*ТЕКСТ СТРАНИЦЫ*
··········

Название | Энциклопедия русской души (сборник) |
---|---|
Автор произведения | Виктор Ерофеев |
Жанр | Публицистика: прочее |
Серия | |
Издательство | Публицистика: прочее |
Год выпуска | 2015 |
isbn | 978-5-386-08227-7 |
Метаморфозе подверглось всего-то-навсего одно местоимение, затертое словечко, однако «мы» – Николай Второй русской лексики. Напрасно думать, будто наше «мы» состоит из сложения самозначимых «я». Русское «я» как элемент не жизнестойко и обретается исключительно в семейственной молекуле. Выходит, не «я» формирует идею «мы», но «мы» манифестно и речетворно. «Мы» плодит ублюдочных «я», как мелкую картошку. Все силы русского правописания – на стороне «мы», и сколько бы литературных терзаний ни вкладывать в развитие «я», они не окупятся за недостатком грамматических резервов. Взять, для примера, подсознательное мыканье Платонова и сопротивленческое яканье Набокова, чтобы увидеть разность потенциалов. На «мы» можно гавкать, как Замятин, над «мы» можно хихикать, как Олеша, но «мы» имеет самодержавное качество, известное под именем «народ».

··········

*МАТЕРИАЛ*
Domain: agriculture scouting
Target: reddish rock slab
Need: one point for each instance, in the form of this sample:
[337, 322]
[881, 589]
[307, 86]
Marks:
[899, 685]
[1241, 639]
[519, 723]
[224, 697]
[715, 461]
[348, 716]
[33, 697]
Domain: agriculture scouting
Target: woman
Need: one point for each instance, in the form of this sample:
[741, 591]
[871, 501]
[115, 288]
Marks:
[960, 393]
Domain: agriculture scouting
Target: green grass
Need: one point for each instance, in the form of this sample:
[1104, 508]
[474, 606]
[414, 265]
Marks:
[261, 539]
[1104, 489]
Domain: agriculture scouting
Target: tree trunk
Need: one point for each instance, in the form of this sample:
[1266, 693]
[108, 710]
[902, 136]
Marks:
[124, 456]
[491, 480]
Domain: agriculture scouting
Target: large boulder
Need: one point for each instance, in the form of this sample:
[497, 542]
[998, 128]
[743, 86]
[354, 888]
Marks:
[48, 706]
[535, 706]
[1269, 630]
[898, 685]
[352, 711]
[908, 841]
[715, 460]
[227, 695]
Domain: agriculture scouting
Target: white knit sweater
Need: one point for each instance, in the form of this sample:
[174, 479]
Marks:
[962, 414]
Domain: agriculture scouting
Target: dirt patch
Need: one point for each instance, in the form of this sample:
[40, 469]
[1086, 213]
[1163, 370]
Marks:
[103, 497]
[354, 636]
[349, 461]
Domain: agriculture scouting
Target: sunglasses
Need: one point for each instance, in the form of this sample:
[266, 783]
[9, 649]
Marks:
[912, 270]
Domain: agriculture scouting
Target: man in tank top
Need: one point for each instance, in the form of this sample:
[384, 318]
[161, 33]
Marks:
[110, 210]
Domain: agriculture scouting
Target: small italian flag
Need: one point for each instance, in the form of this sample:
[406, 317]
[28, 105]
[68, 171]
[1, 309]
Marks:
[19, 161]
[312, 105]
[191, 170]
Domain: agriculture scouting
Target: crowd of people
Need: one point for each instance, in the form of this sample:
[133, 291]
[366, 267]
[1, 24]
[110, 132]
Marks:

··········

*ЧТО НУЖНО СДЕЛАТЬ*
1. Проверьте, согласуются ли с текстом о местоимении «мы» три утверждения. (a) «Мы» названо Николаем Вторым русской лексики. (b) Русское «я» как элемент жизнестойко. (c) Над «мы» хихикал Замятин. На каждое ответьте «да» или «нет» и приведите точную цитату из текста, которая это решает.
2. Под каким именем известно самодержавное качество «мы», согласно тексту о местоимении «мы»?
3. Напишите продолжение текста о местоимении «мы» начиная с места, где он заканчивается.

*РЕЗУЛЬТАТЫ ЗАДАНИЯ*
1.
(a) Да: «„мы“ – Николай Второй русской лексики».
(b) Нет: «Русское „я“ как элемент не жизнестойко».
(c) Нет: «На „мы“ можно гавкать, как Замятин, над „мы“ можно хихикать, как Олеша».

2. Под именем «народ».

3.
«Народ» – одно из самых точных понятий русского языка. Оно подразумевает двойной перенос ответственности: с «я» на «мы» и с «мы» на-род: «мы-они», внешне-внутренний фактор, что означает вечные поиски не самопознания, а самооправдания. Слово «народ» зацементировало народ на века.
Несмотря на различия между сословиями, поколениями, полами и областями, русские – союз потомков, битых кнутом и плетями. Русские – дети пытки. Там, где особенности индивидуальной жизни процветают за счет общественной, народ – метафора или вовсе несуществующее слово. В этой стране оно передает суть неправого дела.
Изначально я был смущен и щедро испытывал чувство вины. Перед тем же народом. Но, спутавшие самоуправление с самоуправством, русские превратились в слипшийся ком, который катится, вертится, не в силах остановиться, вниз по наклонной плоскости, извергая проклятия, лозунги, гимны, частушки, охи и прочий национальный пафос. Проснувшись, я осознал народ в сборной солянке, по общему настроению, которое он в себе квасит. Доходяги, интеллигенция, фаталистические позывы – все сравнялось.
Я выключил телевизор. Я перестал болеть за команду.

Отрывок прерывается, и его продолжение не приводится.